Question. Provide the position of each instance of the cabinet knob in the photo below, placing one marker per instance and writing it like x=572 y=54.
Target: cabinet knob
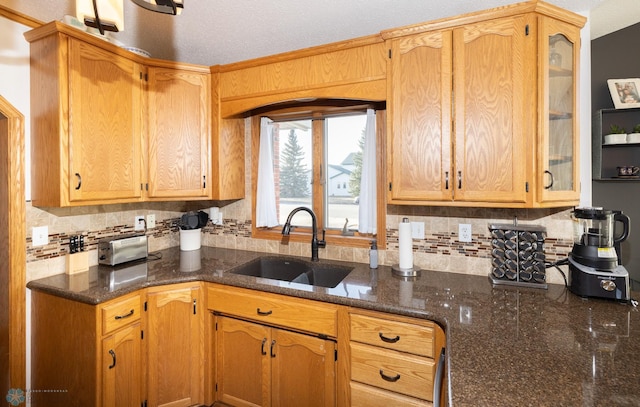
x=129 y=314
x=273 y=344
x=113 y=359
x=391 y=379
x=550 y=179
x=262 y=351
x=387 y=339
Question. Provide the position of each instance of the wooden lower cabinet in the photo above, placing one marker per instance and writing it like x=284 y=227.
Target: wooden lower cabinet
x=257 y=365
x=86 y=355
x=122 y=368
x=392 y=359
x=175 y=345
x=150 y=348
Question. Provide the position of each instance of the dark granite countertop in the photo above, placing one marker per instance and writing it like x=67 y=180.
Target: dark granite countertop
x=506 y=346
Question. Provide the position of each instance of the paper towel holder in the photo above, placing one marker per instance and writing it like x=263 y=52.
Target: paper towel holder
x=412 y=272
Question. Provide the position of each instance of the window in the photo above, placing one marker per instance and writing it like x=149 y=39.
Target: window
x=317 y=163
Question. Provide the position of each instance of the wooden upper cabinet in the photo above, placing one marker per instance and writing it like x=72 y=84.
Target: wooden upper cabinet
x=104 y=125
x=110 y=126
x=489 y=101
x=478 y=117
x=558 y=162
x=420 y=117
x=179 y=133
x=476 y=154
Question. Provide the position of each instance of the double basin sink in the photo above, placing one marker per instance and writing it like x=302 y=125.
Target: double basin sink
x=294 y=271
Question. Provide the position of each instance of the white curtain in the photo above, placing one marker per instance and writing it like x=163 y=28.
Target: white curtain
x=266 y=214
x=368 y=196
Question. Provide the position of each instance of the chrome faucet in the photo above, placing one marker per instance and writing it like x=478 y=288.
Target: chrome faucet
x=315 y=243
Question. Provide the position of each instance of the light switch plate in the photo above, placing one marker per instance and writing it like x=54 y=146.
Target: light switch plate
x=139 y=223
x=417 y=230
x=40 y=236
x=464 y=232
x=151 y=221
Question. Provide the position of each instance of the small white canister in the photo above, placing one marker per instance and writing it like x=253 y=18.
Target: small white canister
x=190 y=239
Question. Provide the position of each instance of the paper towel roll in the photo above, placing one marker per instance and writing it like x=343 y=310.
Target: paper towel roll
x=405 y=244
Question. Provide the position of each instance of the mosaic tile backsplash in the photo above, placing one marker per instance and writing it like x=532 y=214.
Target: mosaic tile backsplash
x=439 y=250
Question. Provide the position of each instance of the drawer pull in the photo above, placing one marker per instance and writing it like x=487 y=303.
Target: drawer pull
x=389 y=378
x=113 y=358
x=262 y=351
x=389 y=340
x=273 y=344
x=117 y=317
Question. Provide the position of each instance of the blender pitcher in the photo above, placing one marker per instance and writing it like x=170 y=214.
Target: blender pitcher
x=594 y=240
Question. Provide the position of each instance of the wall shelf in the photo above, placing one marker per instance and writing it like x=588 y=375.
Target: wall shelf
x=607 y=157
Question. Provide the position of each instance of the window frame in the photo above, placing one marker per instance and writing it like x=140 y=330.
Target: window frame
x=317 y=114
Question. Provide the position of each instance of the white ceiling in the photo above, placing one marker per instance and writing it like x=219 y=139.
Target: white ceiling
x=211 y=32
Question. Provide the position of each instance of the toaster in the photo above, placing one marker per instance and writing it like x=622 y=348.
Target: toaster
x=122 y=249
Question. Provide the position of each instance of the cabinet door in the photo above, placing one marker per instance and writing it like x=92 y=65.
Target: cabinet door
x=420 y=117
x=558 y=167
x=243 y=362
x=303 y=370
x=179 y=133
x=104 y=125
x=489 y=97
x=175 y=345
x=122 y=368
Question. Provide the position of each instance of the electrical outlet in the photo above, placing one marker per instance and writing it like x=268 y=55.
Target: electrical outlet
x=465 y=314
x=464 y=232
x=138 y=223
x=40 y=236
x=151 y=221
x=417 y=230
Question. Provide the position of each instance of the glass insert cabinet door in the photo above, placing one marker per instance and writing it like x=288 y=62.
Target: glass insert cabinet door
x=559 y=167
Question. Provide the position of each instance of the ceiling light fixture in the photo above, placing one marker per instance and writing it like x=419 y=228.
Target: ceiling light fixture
x=162 y=6
x=105 y=15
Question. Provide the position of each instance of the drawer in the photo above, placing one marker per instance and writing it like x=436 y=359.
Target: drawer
x=274 y=309
x=119 y=313
x=400 y=336
x=367 y=396
x=394 y=371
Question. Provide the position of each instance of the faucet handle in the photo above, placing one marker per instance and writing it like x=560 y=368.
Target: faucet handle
x=322 y=243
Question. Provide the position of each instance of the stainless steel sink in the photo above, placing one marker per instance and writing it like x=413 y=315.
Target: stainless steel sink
x=294 y=271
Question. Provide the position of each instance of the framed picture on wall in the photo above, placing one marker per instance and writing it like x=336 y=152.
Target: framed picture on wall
x=625 y=92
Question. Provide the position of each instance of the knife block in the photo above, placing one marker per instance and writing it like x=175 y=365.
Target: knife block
x=77 y=262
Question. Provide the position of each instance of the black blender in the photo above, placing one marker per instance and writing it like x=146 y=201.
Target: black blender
x=594 y=262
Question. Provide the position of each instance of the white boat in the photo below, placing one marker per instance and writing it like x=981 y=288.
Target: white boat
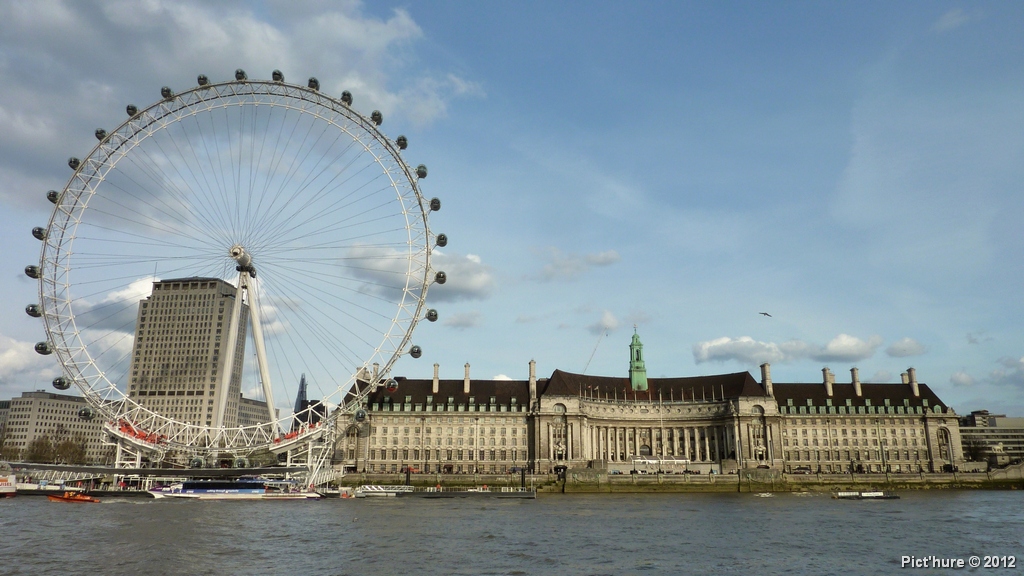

· · · · · · ·

_Problem statement:_ In the listing above, locate the line containing "Question. Provide the position of each instance of the chrome" and the line containing "like x=343 y=310.", then transcribe both and every line between them verbatim.

_Task result:_
Question. Provide the position of each instance of the chrome faucet in the photo above, placing one marker per instance and writing it like x=478 y=288.
Target: chrome faucet
x=315 y=243
Question. Provide the position of each instance of the light switch plate in the photo above, placing one marker per instance and writing it like x=54 y=146.
Target: light switch plate
x=139 y=223
x=417 y=230
x=40 y=236
x=464 y=232
x=151 y=221
Question. Provide the position of each instance of the small white canister in the photo above, placing one marker per instance and writing it like x=253 y=18.
Target: small white canister
x=190 y=239
Question. Provide the position of each instance of the paper towel roll in the photo above, placing one marker per instance and writing it like x=343 y=310.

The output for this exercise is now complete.